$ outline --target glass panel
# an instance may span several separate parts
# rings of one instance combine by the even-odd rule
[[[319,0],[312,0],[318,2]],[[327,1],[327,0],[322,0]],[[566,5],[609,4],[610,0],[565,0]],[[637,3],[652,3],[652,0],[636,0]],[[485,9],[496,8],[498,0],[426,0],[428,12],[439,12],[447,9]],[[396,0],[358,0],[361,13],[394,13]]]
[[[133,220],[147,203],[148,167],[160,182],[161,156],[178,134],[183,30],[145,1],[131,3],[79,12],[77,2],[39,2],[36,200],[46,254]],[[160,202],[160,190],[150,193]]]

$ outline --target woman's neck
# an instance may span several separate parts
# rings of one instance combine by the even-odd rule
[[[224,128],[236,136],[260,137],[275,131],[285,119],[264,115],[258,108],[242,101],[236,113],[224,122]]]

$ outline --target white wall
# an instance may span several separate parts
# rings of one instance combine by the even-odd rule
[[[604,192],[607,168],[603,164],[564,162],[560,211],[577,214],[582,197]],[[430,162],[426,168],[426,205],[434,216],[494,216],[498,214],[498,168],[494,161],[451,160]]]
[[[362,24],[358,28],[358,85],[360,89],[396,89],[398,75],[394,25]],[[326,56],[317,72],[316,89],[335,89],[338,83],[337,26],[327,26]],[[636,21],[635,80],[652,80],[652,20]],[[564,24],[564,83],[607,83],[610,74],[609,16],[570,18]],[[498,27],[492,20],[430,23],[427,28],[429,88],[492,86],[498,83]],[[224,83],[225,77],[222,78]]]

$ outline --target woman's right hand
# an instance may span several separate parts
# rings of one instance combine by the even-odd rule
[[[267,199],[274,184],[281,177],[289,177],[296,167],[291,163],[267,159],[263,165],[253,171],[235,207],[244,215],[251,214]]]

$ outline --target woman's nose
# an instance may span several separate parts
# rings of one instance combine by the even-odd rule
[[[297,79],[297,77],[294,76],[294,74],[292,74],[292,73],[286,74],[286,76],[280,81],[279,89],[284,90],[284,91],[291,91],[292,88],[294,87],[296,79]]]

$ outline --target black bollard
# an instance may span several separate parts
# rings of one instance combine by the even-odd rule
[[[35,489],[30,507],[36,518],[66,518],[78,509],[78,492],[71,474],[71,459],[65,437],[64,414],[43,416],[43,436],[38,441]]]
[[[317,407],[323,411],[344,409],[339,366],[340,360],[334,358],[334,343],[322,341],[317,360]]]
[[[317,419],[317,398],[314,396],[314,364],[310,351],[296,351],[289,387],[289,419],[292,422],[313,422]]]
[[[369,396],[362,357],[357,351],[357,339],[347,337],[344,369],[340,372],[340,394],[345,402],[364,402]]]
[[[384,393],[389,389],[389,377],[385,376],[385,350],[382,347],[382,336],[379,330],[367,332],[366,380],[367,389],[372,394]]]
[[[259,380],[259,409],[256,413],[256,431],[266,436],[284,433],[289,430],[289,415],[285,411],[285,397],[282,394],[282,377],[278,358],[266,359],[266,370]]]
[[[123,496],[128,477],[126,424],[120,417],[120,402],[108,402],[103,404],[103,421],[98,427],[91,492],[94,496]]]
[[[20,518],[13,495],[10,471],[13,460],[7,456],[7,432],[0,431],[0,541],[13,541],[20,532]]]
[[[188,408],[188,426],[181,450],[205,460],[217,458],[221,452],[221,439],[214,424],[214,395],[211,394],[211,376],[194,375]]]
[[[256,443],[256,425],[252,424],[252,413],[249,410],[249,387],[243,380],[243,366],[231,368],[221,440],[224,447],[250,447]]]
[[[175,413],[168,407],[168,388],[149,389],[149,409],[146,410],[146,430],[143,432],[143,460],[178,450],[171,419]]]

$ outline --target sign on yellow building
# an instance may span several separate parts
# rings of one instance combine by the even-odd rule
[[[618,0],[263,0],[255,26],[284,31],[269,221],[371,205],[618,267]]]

##########

Starting at the line that has "on yellow building" and continuing through the end of the listing, write those lines out again with "separate" changed to "distinct" and nothing else altered.

Solution
$ outline --target sign on yellow building
# an instance may span several distinct parts
# rings of one instance combine by the even-odd rule
[[[618,0],[263,0],[255,26],[284,31],[269,221],[371,205],[618,267]]]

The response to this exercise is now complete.